Record extracts »
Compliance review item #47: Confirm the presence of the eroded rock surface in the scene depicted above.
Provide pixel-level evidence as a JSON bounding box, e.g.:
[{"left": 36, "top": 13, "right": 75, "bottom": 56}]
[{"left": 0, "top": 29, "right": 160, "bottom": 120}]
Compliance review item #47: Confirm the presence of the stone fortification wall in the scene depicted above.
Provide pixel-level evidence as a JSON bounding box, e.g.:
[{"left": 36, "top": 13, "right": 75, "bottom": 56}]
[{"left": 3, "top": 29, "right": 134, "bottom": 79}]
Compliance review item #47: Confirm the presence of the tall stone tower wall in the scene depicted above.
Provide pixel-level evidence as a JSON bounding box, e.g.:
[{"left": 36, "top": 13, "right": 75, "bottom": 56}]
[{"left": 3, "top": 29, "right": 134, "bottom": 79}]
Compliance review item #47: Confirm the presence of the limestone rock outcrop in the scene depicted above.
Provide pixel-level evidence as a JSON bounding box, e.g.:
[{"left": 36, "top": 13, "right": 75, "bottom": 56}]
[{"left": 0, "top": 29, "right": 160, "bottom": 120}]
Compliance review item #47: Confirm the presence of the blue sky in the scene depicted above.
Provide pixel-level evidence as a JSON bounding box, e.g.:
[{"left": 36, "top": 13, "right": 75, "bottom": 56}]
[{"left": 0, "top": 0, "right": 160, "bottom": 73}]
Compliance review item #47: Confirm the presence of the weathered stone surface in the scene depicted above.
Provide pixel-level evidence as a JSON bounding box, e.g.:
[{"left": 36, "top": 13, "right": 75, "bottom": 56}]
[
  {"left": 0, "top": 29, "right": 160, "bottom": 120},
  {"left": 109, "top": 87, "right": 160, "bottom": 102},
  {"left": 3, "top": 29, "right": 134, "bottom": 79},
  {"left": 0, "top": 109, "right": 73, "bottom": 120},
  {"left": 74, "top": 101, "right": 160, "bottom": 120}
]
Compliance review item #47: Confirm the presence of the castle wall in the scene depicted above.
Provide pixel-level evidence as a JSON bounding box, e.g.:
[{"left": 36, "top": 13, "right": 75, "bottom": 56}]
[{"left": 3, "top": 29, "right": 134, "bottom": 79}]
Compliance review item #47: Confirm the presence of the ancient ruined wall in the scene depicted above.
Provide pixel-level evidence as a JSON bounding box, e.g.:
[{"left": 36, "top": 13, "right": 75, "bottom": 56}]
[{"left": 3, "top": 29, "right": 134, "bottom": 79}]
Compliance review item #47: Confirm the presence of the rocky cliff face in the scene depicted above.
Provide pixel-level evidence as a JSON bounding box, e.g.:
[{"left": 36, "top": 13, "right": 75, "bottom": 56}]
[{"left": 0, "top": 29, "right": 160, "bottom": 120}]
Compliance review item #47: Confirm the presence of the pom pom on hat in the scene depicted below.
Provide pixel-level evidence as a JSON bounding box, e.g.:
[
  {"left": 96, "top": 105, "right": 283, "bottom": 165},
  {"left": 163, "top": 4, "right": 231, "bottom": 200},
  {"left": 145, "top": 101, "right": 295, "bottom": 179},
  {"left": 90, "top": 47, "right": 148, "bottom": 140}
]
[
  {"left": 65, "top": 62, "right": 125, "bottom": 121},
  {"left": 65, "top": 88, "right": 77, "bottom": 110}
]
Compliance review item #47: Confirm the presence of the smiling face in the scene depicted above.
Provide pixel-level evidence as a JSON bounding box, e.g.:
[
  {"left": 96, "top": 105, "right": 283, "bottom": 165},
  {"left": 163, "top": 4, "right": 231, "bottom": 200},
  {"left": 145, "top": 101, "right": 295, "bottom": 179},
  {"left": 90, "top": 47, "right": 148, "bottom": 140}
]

The problem »
Count the lines in the items above that contain the word "wall", treating uppercase and lowercase as different. Give only the number.

Answer to the exercise »
4